Data shown:
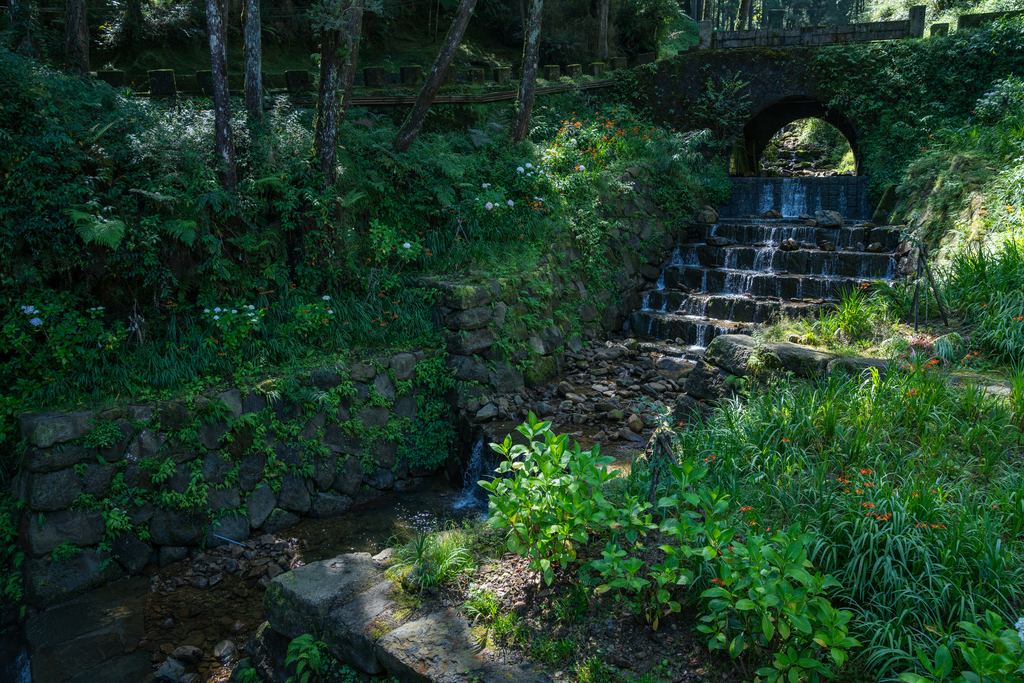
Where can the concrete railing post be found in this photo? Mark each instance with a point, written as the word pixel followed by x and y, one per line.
pixel 705 35
pixel 918 22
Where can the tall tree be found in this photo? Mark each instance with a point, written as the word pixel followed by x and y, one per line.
pixel 254 61
pixel 333 18
pixel 414 121
pixel 215 10
pixel 348 73
pixel 602 36
pixel 76 38
pixel 527 81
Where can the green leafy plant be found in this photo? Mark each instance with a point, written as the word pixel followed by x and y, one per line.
pixel 553 498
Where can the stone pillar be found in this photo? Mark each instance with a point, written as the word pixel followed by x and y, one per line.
pixel 115 79
pixel 411 75
pixel 297 81
pixel 162 83
pixel 918 22
pixel 375 77
pixel 705 36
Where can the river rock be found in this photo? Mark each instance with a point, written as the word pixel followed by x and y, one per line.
pixel 171 670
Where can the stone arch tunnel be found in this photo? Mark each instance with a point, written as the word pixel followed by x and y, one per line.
pixel 762 126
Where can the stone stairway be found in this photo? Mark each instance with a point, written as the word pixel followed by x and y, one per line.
pixel 741 271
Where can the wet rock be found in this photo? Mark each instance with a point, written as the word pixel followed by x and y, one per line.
pixel 294 495
pixel 45 430
pixel 130 552
pixel 330 505
pixel 708 382
pixel 223 650
pixel 176 527
pixel 280 519
pixel 48 582
pixel 189 654
pixel 232 526
pixel 488 412
pixel 171 671
pixel 259 505
pixel 635 423
pixel 171 554
pixel 46 531
pixel 828 218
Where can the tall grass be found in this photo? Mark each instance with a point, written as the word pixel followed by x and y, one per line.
pixel 910 486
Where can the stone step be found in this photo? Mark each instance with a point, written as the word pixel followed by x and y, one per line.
pixel 692 330
pixel 738 308
pixel 783 286
pixel 774 232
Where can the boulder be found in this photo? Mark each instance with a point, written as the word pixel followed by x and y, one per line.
pixel 48 582
pixel 330 505
pixel 131 552
pixel 177 527
pixel 45 430
pixel 279 520
pixel 349 477
pixel 708 382
pixel 44 532
pixel 294 495
pixel 299 601
pixel 260 504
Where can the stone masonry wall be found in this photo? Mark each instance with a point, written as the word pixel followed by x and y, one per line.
pixel 107 492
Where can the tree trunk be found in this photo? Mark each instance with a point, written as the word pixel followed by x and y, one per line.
pixel 602 40
pixel 221 96
pixel 744 10
pixel 328 120
pixel 348 73
pixel 527 81
pixel 254 61
pixel 76 38
pixel 411 128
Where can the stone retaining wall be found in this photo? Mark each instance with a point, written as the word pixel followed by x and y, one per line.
pixel 105 492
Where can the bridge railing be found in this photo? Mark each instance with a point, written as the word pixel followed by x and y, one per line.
pixel 913 27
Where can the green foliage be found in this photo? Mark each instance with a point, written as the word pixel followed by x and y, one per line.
pixel 766 604
pixel 553 498
pixel 432 558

Exercise prompt:
One line contains "Where can the tree". Return that line and every later line through the end of the listing above, exactly, and nothing else.

Solution for this exercise:
Where can the tree trunk be found in this photo? Mark each instance with a point, written as the word pixel followed by x and y, one per line.
pixel 602 40
pixel 221 96
pixel 744 10
pixel 328 120
pixel 348 73
pixel 527 81
pixel 254 61
pixel 76 38
pixel 411 128
Where can the stone retaining wall be found in this photo? Mark each instance with a point, written as the word pixel followed by x and y, one per line.
pixel 105 492
Where can the bridge railing be found in this photo? Mark each instance with a point, written as the word pixel followed by x and y, one per line.
pixel 913 27
Where can the green foliage be found in this photo? Mark each instance with a point, written as the word pixel followed by x and y, one per line.
pixel 766 604
pixel 553 498
pixel 432 558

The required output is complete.